INPUT DATA:
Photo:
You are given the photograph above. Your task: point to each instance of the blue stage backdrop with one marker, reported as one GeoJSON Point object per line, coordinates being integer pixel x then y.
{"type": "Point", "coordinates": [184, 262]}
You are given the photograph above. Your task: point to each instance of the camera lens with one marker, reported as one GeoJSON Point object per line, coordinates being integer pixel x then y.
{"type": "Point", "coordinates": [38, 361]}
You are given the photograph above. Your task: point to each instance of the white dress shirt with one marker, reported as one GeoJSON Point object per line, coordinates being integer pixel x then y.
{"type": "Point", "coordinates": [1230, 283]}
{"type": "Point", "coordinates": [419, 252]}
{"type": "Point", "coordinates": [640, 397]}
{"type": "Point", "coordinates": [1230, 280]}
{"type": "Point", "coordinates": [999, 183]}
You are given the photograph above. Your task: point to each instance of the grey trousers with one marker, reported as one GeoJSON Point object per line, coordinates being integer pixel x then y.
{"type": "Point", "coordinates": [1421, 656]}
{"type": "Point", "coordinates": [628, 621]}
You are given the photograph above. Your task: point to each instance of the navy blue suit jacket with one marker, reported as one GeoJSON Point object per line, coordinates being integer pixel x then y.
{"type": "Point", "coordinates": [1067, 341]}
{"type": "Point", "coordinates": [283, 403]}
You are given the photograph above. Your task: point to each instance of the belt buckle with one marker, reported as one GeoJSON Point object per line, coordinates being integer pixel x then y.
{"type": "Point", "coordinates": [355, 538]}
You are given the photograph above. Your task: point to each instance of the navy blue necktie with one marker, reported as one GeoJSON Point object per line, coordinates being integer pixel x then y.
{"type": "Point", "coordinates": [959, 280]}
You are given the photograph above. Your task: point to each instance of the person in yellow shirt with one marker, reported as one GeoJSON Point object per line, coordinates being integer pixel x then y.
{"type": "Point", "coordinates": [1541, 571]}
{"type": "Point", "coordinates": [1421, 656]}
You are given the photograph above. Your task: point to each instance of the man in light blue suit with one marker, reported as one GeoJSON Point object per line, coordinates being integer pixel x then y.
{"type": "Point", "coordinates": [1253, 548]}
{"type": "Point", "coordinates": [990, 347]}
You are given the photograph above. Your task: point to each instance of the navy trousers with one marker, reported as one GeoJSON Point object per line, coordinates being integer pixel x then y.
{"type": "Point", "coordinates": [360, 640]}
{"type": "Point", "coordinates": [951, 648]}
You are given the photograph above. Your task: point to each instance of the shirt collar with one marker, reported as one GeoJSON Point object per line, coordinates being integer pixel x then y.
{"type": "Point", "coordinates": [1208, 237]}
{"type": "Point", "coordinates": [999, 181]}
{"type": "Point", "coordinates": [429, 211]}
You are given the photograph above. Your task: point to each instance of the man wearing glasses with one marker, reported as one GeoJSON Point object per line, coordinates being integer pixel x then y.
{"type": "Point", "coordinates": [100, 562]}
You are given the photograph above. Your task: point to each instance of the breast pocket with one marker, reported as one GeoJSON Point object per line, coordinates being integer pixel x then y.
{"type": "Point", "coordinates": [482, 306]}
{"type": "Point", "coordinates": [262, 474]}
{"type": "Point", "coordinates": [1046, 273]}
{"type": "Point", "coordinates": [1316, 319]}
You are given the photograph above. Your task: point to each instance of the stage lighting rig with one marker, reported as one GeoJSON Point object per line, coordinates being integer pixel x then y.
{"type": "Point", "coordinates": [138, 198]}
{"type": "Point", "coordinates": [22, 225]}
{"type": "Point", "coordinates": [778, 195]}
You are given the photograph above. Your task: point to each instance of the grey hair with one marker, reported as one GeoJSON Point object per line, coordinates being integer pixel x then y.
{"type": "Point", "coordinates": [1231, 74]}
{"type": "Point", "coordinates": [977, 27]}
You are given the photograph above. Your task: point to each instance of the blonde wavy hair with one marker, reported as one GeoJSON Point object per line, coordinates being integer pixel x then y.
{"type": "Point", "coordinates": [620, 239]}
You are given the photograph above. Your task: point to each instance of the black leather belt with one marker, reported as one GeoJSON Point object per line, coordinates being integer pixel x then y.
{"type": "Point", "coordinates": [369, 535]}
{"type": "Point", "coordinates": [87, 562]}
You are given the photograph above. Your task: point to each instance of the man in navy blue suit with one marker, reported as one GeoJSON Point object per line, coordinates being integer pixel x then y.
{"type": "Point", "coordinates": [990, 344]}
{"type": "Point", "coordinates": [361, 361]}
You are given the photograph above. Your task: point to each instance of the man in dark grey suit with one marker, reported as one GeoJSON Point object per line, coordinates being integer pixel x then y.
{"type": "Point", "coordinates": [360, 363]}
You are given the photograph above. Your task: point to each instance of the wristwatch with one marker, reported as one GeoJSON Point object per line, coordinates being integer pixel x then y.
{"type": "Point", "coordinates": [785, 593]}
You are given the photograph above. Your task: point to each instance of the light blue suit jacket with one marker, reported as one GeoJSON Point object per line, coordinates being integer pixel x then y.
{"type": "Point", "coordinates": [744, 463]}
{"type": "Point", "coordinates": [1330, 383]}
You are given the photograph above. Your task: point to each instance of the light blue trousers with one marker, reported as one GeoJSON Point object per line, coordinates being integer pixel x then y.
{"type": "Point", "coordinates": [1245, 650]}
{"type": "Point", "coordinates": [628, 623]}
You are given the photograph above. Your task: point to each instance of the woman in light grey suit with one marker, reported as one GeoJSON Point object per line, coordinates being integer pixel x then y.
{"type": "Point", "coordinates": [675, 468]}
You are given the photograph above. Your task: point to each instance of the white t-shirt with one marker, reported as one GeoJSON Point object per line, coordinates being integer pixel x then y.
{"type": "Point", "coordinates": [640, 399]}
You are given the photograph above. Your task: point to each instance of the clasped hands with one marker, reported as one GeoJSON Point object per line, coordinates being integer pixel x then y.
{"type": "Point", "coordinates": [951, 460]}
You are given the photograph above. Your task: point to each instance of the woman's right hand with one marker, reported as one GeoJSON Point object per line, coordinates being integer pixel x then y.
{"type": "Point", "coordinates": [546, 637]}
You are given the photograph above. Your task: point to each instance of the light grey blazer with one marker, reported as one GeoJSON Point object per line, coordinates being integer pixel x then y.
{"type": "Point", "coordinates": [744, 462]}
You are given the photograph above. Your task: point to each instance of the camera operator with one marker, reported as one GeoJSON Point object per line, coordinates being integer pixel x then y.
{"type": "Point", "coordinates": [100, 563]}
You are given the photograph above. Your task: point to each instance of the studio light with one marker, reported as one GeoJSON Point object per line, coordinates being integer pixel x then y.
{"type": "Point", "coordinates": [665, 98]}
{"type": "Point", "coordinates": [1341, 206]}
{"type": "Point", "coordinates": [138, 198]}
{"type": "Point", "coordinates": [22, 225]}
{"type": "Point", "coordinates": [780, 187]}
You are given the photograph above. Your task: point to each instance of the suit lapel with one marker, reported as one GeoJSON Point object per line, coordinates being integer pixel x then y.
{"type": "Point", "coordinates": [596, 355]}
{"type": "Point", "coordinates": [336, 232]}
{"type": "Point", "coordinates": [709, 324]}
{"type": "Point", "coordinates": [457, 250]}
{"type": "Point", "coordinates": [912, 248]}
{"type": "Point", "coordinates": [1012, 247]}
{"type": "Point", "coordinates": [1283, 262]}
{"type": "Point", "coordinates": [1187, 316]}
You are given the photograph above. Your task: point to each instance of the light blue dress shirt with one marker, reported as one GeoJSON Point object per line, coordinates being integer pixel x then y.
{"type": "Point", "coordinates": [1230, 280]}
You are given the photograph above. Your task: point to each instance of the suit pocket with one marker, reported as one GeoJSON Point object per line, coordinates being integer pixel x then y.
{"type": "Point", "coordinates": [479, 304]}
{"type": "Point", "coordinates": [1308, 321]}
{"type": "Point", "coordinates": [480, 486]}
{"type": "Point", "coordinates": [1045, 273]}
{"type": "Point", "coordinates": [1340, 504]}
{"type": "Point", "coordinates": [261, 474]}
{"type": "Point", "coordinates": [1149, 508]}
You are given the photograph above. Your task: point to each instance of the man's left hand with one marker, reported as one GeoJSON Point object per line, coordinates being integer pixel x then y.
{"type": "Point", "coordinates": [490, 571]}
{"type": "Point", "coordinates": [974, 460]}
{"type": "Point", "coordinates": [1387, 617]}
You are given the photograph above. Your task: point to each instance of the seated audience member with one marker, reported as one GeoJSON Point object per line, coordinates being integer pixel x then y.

TASK ITEM: Repeat word for word the lines running from the line containing "of the man's" to the end of the entries above, inclusive.

RESPONSE AREA:
You are given the photograph above. Your task: point to each instance of the man's left hand with one marker, reported as one GeoJSON Point object per line, coordinates being integer pixel x then y.
{"type": "Point", "coordinates": [490, 571]}
{"type": "Point", "coordinates": [974, 460]}
{"type": "Point", "coordinates": [1387, 617]}
You are given the photograph above. Your task: point to each instance of the seated audience member with one marker, reported as one GeoJSON Point object per line, coordinates being integer pixel x then y.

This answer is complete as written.